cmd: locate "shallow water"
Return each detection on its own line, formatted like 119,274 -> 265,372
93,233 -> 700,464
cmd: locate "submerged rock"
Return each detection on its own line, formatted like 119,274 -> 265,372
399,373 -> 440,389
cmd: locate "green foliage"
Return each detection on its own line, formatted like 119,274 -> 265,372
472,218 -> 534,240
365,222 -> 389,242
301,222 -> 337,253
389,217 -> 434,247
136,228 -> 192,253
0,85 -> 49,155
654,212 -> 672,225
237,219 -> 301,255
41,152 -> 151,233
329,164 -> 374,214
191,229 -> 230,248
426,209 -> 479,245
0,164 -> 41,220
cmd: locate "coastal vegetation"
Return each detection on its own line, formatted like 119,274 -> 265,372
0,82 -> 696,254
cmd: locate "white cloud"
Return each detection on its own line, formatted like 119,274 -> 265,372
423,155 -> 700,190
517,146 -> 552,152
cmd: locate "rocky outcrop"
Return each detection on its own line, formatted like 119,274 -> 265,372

- EXERCISE INSTRUCTIONS
Reproduce all of the records above verbatim, line for line, without any alteration.

- THE RESULT
cmd: locate "shallow water"
Return each detection on its own line, formatted like 119,274 -> 265,372
93,233 -> 700,464
cmd: locate "submerged rock"
Return each detection on its own line, formatted like 119,274 -> 265,372
399,373 -> 440,389
cmd: locate "green foliage"
Return each detection on its own line, formatted like 119,274 -> 265,372
472,218 -> 534,240
365,222 -> 389,242
301,222 -> 337,253
389,217 -> 434,247
136,228 -> 192,253
0,85 -> 49,155
654,212 -> 672,225
237,219 -> 301,255
41,152 -> 151,233
329,164 -> 374,214
191,229 -> 230,248
426,209 -> 479,245
0,164 -> 41,220
cmd: locate "coastal vegetation"
Return each detection on its own line, formatted like 119,274 -> 265,372
0,82 -> 696,254
cmd: locate "white cloud"
Return each detection on its own line, formatted like 119,274 -> 265,372
423,155 -> 700,190
517,146 -> 552,152
cmd: locate "rocky outcrop"
Return each detection on its own line, formatted like 119,274 -> 265,372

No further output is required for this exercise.